--- Raw records ---
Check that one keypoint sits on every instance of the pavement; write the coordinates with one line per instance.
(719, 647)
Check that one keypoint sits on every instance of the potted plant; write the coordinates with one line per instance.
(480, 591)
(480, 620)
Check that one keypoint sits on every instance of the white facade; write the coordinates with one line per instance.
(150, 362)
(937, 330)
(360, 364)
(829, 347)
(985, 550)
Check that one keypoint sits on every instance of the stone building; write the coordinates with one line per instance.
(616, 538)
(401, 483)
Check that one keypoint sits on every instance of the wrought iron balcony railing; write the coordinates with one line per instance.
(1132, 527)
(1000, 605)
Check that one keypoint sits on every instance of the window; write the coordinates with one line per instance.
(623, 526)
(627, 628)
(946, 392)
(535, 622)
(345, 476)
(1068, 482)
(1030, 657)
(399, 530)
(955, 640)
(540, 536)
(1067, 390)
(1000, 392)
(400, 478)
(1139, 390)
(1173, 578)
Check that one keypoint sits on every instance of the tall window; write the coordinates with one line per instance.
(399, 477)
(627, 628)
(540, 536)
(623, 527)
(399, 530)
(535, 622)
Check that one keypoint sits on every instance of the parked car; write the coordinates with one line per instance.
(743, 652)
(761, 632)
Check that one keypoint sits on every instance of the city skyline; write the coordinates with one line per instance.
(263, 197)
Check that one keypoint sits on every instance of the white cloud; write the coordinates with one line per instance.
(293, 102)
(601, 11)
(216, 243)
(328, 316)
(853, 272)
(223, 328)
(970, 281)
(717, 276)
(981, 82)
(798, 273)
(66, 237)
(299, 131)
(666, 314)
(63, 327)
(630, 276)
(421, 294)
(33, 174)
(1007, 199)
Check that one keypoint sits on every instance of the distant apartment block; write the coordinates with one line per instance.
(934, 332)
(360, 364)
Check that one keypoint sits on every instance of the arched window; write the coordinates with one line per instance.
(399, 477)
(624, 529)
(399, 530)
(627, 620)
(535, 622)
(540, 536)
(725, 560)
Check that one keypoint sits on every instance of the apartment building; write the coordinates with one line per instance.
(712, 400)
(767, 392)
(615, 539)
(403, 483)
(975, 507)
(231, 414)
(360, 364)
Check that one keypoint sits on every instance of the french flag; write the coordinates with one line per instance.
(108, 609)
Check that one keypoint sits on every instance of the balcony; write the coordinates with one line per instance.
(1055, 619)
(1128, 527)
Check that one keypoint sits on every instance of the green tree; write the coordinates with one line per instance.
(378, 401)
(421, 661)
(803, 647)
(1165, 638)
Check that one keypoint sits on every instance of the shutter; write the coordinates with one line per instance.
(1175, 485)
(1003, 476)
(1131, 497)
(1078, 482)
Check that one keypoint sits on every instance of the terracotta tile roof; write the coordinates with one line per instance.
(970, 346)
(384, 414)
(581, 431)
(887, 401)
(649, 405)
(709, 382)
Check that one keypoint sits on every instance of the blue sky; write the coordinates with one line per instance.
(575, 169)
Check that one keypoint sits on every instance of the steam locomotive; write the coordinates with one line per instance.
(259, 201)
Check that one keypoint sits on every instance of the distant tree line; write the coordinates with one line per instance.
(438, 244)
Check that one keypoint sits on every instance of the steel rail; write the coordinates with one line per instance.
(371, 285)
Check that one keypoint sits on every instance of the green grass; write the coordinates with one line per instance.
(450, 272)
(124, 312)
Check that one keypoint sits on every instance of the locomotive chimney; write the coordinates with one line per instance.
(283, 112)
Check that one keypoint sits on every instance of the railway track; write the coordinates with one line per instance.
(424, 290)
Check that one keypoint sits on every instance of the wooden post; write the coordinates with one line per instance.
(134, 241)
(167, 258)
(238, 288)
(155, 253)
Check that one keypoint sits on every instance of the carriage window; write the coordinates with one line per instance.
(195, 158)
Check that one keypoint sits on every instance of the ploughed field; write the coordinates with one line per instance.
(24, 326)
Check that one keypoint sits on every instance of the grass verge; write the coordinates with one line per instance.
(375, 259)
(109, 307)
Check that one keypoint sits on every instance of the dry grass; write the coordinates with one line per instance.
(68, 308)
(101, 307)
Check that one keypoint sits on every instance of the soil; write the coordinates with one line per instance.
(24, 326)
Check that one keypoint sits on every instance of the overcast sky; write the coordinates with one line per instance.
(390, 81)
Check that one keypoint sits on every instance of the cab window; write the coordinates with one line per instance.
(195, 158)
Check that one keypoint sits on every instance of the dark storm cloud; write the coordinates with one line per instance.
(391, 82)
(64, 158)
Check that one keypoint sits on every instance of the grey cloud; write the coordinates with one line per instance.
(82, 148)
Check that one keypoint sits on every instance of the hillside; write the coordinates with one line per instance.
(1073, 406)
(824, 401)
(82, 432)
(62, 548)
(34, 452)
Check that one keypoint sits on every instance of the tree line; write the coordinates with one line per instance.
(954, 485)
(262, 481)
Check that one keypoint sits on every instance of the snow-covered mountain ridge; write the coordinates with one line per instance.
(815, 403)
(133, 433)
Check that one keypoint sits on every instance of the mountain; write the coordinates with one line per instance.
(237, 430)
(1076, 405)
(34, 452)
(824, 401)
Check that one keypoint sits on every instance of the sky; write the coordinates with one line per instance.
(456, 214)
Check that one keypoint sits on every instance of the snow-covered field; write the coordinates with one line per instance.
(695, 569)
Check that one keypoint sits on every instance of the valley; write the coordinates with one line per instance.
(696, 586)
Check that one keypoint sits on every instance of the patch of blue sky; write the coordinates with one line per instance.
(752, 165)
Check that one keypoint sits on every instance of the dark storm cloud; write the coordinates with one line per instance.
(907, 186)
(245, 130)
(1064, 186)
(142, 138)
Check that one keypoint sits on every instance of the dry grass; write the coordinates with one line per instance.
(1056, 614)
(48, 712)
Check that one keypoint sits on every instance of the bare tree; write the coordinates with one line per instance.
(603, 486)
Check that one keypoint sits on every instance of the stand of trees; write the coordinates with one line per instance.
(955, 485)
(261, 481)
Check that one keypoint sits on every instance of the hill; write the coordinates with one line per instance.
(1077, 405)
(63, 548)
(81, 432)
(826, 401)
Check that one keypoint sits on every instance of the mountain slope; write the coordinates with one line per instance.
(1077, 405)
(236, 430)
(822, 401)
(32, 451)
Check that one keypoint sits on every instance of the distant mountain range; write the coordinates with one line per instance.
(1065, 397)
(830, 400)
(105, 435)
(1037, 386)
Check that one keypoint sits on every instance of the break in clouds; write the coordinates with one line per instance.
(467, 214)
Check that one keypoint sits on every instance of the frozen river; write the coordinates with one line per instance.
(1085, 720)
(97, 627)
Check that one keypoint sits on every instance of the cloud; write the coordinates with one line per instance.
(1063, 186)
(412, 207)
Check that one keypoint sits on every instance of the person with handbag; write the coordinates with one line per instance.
---
● Exercise task
Please reproduce all of the entries exactly as they stand.

● Solved exercise
Check that one keypoint sits on every instance of the pavement; write the coordinates with one line per instance.
(719, 647)
Check that one keypoint sits on every instance of the potted plant; write the coordinates with one line per instance.
(480, 591)
(480, 620)
Check that one keypoint sits on every instance of the white facade; write the coordinates with one line per instance.
(150, 362)
(937, 330)
(360, 364)
(829, 347)
(985, 550)
Check that one keypoint sits on every instance of the stone building; write the coordinates with one line per instance.
(616, 538)
(401, 483)
Check that one keypoint sits on every instance of the wrought iron balcony railing; write the coordinates with one line per instance.
(1132, 527)
(1000, 605)
Check that one keypoint sits on every instance of the window; write the coordinates with one line per instance.
(623, 526)
(627, 628)
(946, 392)
(535, 622)
(345, 476)
(1068, 482)
(1030, 657)
(399, 530)
(955, 640)
(540, 536)
(1067, 390)
(1000, 392)
(400, 478)
(1139, 390)
(1173, 578)
Check that one keypoint sits on every instance of the tall window; write the coordinates with one line per instance.
(399, 477)
(627, 628)
(540, 536)
(623, 527)
(399, 530)
(535, 622)
Check that one keypoint sits on every instance of the parked car; write the coordinates with one line per instance.
(743, 652)
(761, 632)
Check that one keypoint sits on every instance of the city skyline; write the coordinates with one line per instance.
(263, 197)
Check that one keypoint sits on every instance of the white cloud; write the coordinates with one line per instance.
(293, 102)
(601, 11)
(216, 243)
(328, 316)
(853, 272)
(223, 328)
(970, 281)
(717, 276)
(981, 82)
(798, 273)
(66, 237)
(299, 131)
(666, 314)
(63, 327)
(630, 276)
(421, 294)
(33, 174)
(1007, 199)
Check that one keypoint sits on every instance of the distant apartment block; write the coordinates with one line per instance.
(934, 332)
(360, 364)
Check that one keypoint sits on every instance of the arched window; write the coordinates with one line per instance.
(399, 477)
(624, 529)
(399, 530)
(627, 620)
(535, 622)
(540, 536)
(725, 560)
Check that one keypoint sits on every instance of the apartment building; write the coordinates with one line per instance.
(712, 400)
(767, 392)
(615, 539)
(403, 483)
(975, 507)
(231, 414)
(360, 364)
Check that one keypoint sits on every instance of the french flag; write the coordinates with one line per instance.
(108, 609)
Check that one keypoint sits on every instance of the balcony; write the coordinates with one line per instance.
(1055, 619)
(1128, 527)
Check that one keypoint sits on every instance of the green tree; write the coordinates with one line per instance.
(378, 401)
(421, 661)
(803, 647)
(1165, 638)
Check that one keypoint sits on every instance of the shutter; write the coordinates with one line per instance.
(1175, 485)
(1003, 476)
(1131, 497)
(1078, 482)
Check that one keypoint sits on every instance of the terracotta tile roof; write the coordinates with one line per instance.
(970, 346)
(384, 414)
(581, 431)
(887, 401)
(649, 405)
(709, 382)
Check that one keypoint sits on every instance of the blue sky; write the coordinates with one line per instance.
(575, 169)
Check that one keypoint sits on every instance of the steam locomotive; write the coordinates with one line per instance.
(259, 201)
Check that one keypoint sits on every instance of the distant tree line; write the coordinates with one line per instance.
(438, 244)
Check that one keypoint sits on every instance of the steel rail; write the coordinates with one line per instance.
(371, 285)
Check that one keypoint sits on every instance of the green grass; write the coordinates with one line per instance.
(450, 272)
(124, 312)
Check that one keypoint sits on every instance of the locomotive chimney; write the coordinates with one line per instance.
(283, 112)
Check that one keypoint sits on every instance of the railway track; write the coordinates with one line per instance.
(424, 290)
Check that one keypoint sits on every instance of the wooden post; write the coordinates with one line per instance.
(134, 241)
(167, 258)
(238, 288)
(155, 253)
Check that one keypoint sits on every instance of the carriage window; write the coordinates with one line per instance.
(195, 158)
Check that one keypoint sits on every instance of the ploughed field; write the coordinates with one line per instance.
(24, 326)
Check that one keypoint sits on every instance of the grass verge; write the coordinates with one line per instance.
(375, 259)
(109, 307)
Check that one keypoint sits on every instance of the dry grass; write the coordinates with one line per instance.
(68, 308)
(101, 307)
Check that one keypoint sits on every instance of the soil; write the coordinates with one line per instance.
(24, 326)
Check that one keypoint sits on every instance of the overcast sky; write the coordinates with one line per instance.
(390, 81)
Check that one keypoint sits on every instance of the cab window; write the coordinates with one line per instance.
(195, 158)
Check that one keypoint sits on every instance of the dark storm cloud; write the coordinates with one line per instance.
(391, 82)
(64, 158)
Check that one keypoint sits on every instance of the grey cloud; write the coordinates with one line per instance.
(82, 148)
Check that one keypoint sits on every instance of the hillside; write the coordinates with one line per instance.
(1073, 406)
(824, 401)
(82, 432)
(62, 548)
(34, 452)
Check that one keypoint sits on every instance of the tree line; write the coordinates with one line per instance.
(954, 485)
(262, 481)
Check that one keypoint sits on every instance of the snow-covered mountain ridge; write the coordinates with one line per instance.
(815, 403)
(133, 433)
Check that one keypoint sits on every instance of the mountain; write the coordinates with one line per instance.
(237, 430)
(1076, 405)
(34, 452)
(824, 401)
Check that one keypoint sits on every instance of the sky; write the coordinates with one line per instance.
(456, 214)
Check that one keypoint sits on every instance of the snow-covered field; write the coordinates with one line per instance.
(695, 569)
Check that one keypoint sits on every instance of the valley; write the coordinates with one line per instance.
(696, 586)
Check that one keypoint sits on every instance of the patch of blue sky; write the coordinates with one line per instance.
(752, 165)
Check that one keypoint sits on every instance of the dark storm cloud; write the coordinates with one line per instance.
(907, 186)
(245, 130)
(1064, 186)
(142, 138)
Check that one keypoint sits on every instance of the dry grass; write the coordinates with one line per instance.
(1056, 614)
(48, 712)
Check that one keypoint sits on every instance of the bare tree; write the coordinates with one line per instance.
(603, 486)
Check that one keypoint sits on every instance of the stand of trees; write the coordinates with one line per instance.
(955, 485)
(261, 481)
Check that one keypoint sits on every instance of the hill; write the coordinates with one line per instance.
(1077, 405)
(63, 548)
(81, 432)
(826, 401)
Check that one keypoint sits on every instance of the mountain slope; write the coordinates with one line per instance.
(1077, 405)
(236, 430)
(822, 401)
(32, 451)
Check that one keypoint sits on every instance of the distant mountain range; write the coordinates with one line per instance.
(1065, 397)
(830, 400)
(105, 435)
(1037, 386)
Check that one keypoint sits on every instance of the break in clouds; write the coordinates with one line per instance.
(467, 214)
Check that one keypoint sits on every instance of the frozen river; write the coordinates with one line per instance.
(1085, 720)
(97, 627)
Check that one keypoint sits on every instance of the cloud; write the coordinates with one line per instance.
(1063, 186)
(412, 207)
Check that one keypoint sits on every instance of the person with handbag; write the coordinates with one line per instance.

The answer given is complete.